• Exercise brief
Please retype, character for character, the portion of the entries below that runs from the line containing "Target: boulder" to the last line.

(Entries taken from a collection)
◆ ◆ ◆ ◆ ◆ ◆ ◆
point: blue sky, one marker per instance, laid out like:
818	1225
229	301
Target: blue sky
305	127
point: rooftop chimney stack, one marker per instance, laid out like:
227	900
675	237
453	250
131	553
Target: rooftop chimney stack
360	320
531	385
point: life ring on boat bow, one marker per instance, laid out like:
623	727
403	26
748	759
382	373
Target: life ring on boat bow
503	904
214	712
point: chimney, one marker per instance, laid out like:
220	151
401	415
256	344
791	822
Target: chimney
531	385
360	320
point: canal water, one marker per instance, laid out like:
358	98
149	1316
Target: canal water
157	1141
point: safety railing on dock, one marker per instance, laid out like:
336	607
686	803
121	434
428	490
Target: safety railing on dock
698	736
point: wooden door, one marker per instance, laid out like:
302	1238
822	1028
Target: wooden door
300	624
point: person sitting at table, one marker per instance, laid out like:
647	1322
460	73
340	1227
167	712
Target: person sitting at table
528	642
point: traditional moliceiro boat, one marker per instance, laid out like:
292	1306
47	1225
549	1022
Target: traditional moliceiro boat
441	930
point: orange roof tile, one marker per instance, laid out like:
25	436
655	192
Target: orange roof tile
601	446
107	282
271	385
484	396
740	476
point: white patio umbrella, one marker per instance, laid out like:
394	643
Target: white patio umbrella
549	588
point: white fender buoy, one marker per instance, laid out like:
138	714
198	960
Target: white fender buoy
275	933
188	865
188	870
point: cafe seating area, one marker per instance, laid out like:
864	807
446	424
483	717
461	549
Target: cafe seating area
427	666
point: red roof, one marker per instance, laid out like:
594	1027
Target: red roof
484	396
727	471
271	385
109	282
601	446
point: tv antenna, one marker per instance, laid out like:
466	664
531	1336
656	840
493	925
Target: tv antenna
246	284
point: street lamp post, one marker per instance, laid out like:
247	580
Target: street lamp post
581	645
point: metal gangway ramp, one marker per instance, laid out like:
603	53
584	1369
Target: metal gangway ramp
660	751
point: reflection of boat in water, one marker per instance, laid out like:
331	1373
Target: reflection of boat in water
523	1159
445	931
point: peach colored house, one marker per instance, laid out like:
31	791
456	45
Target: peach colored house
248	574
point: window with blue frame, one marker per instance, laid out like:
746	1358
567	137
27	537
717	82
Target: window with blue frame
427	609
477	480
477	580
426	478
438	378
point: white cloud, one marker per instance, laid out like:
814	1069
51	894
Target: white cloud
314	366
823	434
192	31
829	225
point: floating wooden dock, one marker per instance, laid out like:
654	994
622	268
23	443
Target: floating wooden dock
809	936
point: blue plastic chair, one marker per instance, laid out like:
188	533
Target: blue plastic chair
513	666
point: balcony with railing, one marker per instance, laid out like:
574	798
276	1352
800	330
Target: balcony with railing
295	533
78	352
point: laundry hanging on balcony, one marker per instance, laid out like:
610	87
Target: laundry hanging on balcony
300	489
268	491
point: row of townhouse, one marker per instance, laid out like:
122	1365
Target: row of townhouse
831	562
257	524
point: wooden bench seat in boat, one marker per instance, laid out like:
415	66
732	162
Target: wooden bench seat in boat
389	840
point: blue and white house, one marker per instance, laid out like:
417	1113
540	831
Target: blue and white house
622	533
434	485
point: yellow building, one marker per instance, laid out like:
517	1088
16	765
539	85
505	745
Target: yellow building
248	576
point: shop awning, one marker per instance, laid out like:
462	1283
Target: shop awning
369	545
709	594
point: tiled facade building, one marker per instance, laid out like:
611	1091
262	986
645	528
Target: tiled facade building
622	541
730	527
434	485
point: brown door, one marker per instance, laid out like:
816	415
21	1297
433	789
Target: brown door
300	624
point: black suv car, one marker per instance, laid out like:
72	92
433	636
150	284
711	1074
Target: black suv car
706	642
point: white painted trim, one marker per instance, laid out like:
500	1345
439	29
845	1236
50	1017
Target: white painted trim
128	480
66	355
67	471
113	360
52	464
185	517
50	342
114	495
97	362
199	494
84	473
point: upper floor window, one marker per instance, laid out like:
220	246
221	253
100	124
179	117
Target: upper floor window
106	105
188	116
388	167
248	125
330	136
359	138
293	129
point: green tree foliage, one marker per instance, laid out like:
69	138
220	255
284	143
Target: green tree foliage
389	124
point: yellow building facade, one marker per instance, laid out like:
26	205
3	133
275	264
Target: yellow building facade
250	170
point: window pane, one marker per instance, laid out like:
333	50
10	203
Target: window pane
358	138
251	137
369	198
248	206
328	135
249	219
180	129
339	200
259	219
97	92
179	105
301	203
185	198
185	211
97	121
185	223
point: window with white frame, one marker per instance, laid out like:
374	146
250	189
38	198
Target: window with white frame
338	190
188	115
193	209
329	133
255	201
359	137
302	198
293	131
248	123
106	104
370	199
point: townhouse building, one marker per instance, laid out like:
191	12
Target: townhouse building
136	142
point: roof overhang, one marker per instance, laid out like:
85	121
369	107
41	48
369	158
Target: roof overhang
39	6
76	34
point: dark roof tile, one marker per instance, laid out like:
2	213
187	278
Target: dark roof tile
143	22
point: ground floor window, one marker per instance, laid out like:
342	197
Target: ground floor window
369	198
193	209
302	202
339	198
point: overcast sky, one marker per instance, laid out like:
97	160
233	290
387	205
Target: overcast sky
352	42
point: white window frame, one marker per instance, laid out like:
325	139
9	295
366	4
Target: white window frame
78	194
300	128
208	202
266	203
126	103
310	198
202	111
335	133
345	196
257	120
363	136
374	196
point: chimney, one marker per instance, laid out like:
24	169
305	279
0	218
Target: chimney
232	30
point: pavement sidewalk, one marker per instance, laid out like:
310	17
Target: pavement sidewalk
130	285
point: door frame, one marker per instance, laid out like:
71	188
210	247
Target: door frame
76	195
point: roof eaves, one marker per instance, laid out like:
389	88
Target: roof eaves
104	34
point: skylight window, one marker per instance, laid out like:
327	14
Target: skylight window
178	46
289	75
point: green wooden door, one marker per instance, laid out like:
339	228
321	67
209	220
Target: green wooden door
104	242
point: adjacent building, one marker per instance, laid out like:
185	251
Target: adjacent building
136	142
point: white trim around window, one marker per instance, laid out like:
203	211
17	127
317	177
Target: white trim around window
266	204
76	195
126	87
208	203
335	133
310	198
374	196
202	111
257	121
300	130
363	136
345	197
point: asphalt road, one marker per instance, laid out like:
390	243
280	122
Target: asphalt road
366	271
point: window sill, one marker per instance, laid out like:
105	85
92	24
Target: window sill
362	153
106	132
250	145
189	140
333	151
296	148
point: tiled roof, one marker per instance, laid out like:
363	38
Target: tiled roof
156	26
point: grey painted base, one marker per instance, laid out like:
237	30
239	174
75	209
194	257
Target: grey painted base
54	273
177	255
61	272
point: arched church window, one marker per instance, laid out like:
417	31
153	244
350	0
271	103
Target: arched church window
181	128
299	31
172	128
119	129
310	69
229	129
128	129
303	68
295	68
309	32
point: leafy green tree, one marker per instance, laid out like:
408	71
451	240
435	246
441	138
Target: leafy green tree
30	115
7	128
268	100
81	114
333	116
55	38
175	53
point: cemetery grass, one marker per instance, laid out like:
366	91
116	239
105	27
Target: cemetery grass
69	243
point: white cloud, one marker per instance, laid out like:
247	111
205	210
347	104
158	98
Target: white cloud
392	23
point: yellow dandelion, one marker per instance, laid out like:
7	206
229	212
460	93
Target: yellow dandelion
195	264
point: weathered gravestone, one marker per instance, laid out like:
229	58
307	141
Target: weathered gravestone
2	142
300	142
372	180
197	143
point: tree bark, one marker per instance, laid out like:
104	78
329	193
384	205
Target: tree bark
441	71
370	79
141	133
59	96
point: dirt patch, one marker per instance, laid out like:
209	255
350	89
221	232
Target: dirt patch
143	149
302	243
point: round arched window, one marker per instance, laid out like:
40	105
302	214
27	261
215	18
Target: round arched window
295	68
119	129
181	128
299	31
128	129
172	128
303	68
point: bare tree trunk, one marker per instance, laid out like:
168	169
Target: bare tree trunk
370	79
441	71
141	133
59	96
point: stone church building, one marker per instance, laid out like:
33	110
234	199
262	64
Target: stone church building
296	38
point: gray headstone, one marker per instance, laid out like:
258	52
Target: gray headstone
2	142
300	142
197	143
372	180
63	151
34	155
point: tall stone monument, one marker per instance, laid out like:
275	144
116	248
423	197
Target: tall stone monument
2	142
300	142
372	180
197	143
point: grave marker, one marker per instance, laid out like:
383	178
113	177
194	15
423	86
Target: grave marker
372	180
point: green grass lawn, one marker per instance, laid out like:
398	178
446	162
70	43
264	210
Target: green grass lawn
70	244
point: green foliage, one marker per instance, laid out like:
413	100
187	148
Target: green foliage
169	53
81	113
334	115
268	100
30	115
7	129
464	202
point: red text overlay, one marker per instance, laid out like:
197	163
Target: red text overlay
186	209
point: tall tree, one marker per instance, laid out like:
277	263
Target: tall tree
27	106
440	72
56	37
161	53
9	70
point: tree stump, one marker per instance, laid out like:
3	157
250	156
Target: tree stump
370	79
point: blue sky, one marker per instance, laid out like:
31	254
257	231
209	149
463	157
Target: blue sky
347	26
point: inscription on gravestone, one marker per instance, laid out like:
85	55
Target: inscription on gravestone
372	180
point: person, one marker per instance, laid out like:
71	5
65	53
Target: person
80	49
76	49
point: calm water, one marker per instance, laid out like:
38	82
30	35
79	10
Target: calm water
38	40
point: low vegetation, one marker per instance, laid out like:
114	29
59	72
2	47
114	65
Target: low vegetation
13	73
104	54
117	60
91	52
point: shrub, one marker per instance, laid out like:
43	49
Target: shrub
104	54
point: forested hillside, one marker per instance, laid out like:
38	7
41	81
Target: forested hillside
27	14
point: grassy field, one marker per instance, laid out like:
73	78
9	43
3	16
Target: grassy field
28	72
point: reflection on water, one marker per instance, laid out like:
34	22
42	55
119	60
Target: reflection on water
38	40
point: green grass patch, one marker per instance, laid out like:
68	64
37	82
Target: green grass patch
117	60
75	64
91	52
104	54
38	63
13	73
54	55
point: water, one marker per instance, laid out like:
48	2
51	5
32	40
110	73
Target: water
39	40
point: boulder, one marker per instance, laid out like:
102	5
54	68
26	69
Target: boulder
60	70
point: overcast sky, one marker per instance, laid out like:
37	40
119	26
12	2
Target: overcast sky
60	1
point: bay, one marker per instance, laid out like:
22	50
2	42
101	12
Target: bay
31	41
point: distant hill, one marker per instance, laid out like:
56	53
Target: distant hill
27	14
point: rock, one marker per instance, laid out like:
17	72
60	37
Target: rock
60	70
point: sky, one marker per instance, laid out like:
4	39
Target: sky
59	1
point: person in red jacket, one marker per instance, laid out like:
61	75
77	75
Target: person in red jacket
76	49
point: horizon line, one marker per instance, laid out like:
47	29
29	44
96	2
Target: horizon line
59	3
◆ ◆ ◆ ◆ ◆ ◆ ◆
• Task output
Target: boulder
60	70
point: overcast sky, one marker per instance, laid out like:
37	40
119	26
12	2
Target: overcast sky
60	1
point: bay, one marker per instance, laid out like:
22	50
2	42
101	12
Target: bay
31	41
point: distant hill, one marker per instance, laid out like:
56	53
Target: distant hill
27	14
point: rock, one marker per instance, laid out like:
17	72
60	37
Target: rock
60	70
point: sky, one marker per instance, laid out like:
4	39
Target: sky
59	1
point: person in red jacket, one marker per instance, laid out like:
61	75
77	75
Target: person in red jacket
76	49
point: horizon line, one marker per instance, laid out like:
47	29
29	44
96	2
Target: horizon line
59	3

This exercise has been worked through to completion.